Provided passage:
━━━━━━━━━━━━━━━━━━━━━━━━━━━━━━
Why should you read my book? Until recently, I might not have known, but after the death of Robin Williams, something happened: A number of people took to Facebook and Twitter, and some debated the role of popular culture in our society. One person asked, “Why are we so sad about a celebrity when there are more substantial things to worry about?” Another wrote, “I can’t believe this. I remember watching him on ‘Mork and Mindy.’ I was supposed to be in bed, but I would sneak downstairs to the console TV,” etc. Somebody reminded us to talk to someone when we’re depressed, and another chastised that person for suggesting depression could be cured via hotline.

Like my Facebook friends, my recent book of poems, How the Potato Chip Was Invented, wrestles with the concept of fame. Its audience may include people who areHTPCWI obsessed with celebrities, sometimes to the point of emotional fragility, anger, confusion, self-righteousness, elitism, or many more options. Even people who claim to hate celebrities are obsessed with them, too, taking time to criticize others for their celebrity worship. My poems are about this worship, but they don’t take part in it. Some of the poems are imagined scenarios that humanize celebrities more than we’re used to seeing them humanized. Others attack celebrities who have become a nuisance.
━━━━━━━━━━━━━━━━━━━━━━━━━━━━━━
Raw data:
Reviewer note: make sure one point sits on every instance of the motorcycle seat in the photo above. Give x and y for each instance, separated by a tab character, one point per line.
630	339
━━━━━━━━━━━━━━━━━━━━━━━━━━━━━━
Given instruction: Please carry the passage about the poetry book on celebrity and fame forward from its final sentence.

Reply to the exercise:
I like pop culture poems that are observational. They’re often written in the third person, the way a journalist would write. Poems can use pop culture as a shield or filter from self-referential expressions of feeling. They can be allegories. They may tell universal stories about depression by telling Williams’ story.

Anyhow, when everyone was writing about Williams—and criticizing others for doing so—they seemed to be proving the point of my book, which you should buy.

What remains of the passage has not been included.